- **Texto a ler**:

━━━━━━━━

1 de maio de 2017

uma temporalidade desesperada torna-se real e a sua beleza preenche a distância. olho-me ao espelho e um rosto enigmático mostra-me o animal dilacerado pela imaginação. somos admitidos na luz febril da manhã e a sua multidão de sombras tempestuosas abre uma estrada eterna. não toco em nada. nos confins do mundo, procuro a violência, a morte. transporto um pesado, inquietante silêncio. o êxtase vem e o meu corpo aprova mas a minha consciência está perturbada. insensata e maliciosa, uma palavra precipita-se e ganha forma, como um incêndio.

22 de abril de 2017

uma parcela de escuridão deveio uma forma maravilhosa, sagrada, absoluta. não foi fácil conservar a sua limpidez, a ponto de acreditar que um dia não se adaptaria à pele. separados por não sei quantas sílabas, mergulhados numa obscuridade que nenhuma luz deturpou, podemos encontrar beleza numa forma que se prolonga até ao infinito. uma frequência atual confere-lhe densidade, vem-me à ideia as cores frescas de uma flor cujo nome está escondido no longínquo jardim. o segredo é só esse: as mãos penetram o espaço sem noção do tempo, com profunda modéstia, e substituem todos os encantos, com requinte.

━━━━━━━━

- **Dados apresentados**:
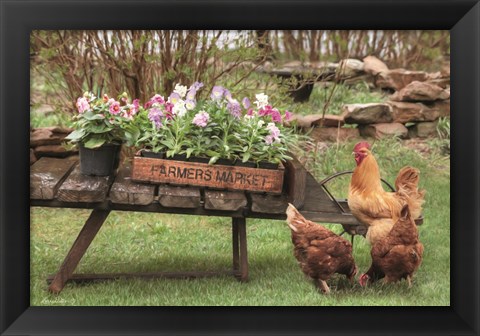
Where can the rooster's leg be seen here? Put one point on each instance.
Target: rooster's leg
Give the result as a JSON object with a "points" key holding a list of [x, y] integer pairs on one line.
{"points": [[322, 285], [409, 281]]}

━━━━━━━━

- **A sua tarefa**: Edite o trecho do texto que abre com as palavras "uma parcela de" e fecha com "encantos, com requinte.", pondo "pomar" no lugar de "jardim". A listagem não tem qualquer papel no que é pedido.

- **Resultado do exercício**:
uma parcela de escuridão deveio uma forma maravilhosa, sagrada, absoluta. não foi fácil conservar a sua limpidez, a ponto de acreditar que um dia não se adaptaria à pele. separados por não sei quantas sílabas, mergulhados numa obscuridade que nenhuma luz deturpou, podemos encontrar beleza numa forma que se prolonga até ao infinito. uma frequência atual confere-lhe densidade, vem-me à ideia as cores frescas de uma flor cujo nome está escondido no longínquo pomar. o segredo é só esse: as mãos penetram o espaço sem noção do tempo, com profunda modéstia, e substituem todos os encantos, com requinte.